[[ Material provided, beginning ]]
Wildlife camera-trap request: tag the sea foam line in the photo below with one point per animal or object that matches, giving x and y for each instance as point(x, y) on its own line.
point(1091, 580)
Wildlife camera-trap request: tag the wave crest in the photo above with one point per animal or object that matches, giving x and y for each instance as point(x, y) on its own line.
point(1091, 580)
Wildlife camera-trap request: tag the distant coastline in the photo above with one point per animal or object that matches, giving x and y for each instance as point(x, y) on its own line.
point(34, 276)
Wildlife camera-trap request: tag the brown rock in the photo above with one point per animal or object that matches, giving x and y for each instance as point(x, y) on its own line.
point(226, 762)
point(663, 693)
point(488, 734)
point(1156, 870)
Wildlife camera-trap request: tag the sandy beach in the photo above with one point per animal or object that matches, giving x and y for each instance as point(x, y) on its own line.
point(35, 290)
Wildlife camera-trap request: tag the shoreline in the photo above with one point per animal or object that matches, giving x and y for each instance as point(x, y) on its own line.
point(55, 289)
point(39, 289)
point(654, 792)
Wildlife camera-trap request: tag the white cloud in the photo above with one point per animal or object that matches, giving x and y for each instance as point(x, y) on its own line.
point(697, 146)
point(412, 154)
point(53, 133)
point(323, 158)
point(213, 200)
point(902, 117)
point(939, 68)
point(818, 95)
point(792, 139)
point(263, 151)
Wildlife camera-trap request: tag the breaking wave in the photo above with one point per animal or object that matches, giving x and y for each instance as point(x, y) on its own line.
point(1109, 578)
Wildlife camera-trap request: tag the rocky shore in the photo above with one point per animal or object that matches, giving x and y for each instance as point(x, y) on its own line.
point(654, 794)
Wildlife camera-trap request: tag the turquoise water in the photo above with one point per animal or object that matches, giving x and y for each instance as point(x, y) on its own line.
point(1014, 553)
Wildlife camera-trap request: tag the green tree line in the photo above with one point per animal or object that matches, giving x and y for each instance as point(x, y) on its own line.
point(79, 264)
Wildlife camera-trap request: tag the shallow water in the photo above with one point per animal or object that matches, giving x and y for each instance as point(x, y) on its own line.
[[ Material provided, end ]]
- Exercise -
Type the records out again. Match them exactly.

- Response to this exercise -
Wildlife camera-trap request: tag the sea foam line in the photo below with one point per animal or object that matches, giving x and y for each instance as point(x, y) on its own line.
point(1091, 580)
Wildlife camera-trap request: tag the wave crest in the photo above with one point per animal or object that matches, giving x and y for each instance as point(x, y) on its own line.
point(1091, 580)
Wildlife camera-trap request: tag the distant coastline in the photo above with one point per animal or object that matches, giving x and y for each instance as point(x, y) on its own line.
point(34, 276)
Wildlife camera-trap request: tag the brown rock in the photo above with one point per animal or object that matches, giving x and y for each instance as point(x, y) on its own line.
point(226, 762)
point(663, 693)
point(488, 734)
point(1156, 870)
Wildlife camera-trap request: tag the sandy beach in the photo above with one point per animal or object that matches, giving x and y for each instance as point(x, y) on its own line.
point(35, 290)
Wildlife camera-trap request: tag the shoreline in the photo above with one point per animal or object that matches, giving x and y for each instance as point(x, y) on its own line.
point(55, 289)
point(39, 289)
point(654, 792)
Wildlife camera-trap request: tag the white cloud in the photo above with one point per animal or object that matches, giving x and y for each instance as point(x, y) on its own line.
point(697, 146)
point(412, 154)
point(53, 133)
point(323, 158)
point(213, 200)
point(902, 117)
point(939, 68)
point(818, 95)
point(792, 139)
point(263, 151)
Wildlife camera-trap request: tag the breaking wave in the photo above with one point per animal or object that matches, giving x and y for each instance as point(x, y) on its own line.
point(1109, 578)
Wildlife camera-trap request: tag the rocky shore in the photo above with one point per animal or object that matches, giving x and y for each instance as point(x, y) on its own line.
point(654, 794)
Wildlife camera-trap request: tag the turquoise water in the photo above with one point per animal or object that matches, giving x and y for each instance as point(x, y) on its own line.
point(1014, 553)
Wildlife camera-trap request: tag the green tree line in the photo above with one point per animal or object that matches, giving x and y for each instance as point(x, y) on its own line.
point(79, 264)
Wildlife camera-trap request: tag the shallow water in the photo above with one point per animal or object that matches, giving x and y for each instance as point(x, y) on its own line.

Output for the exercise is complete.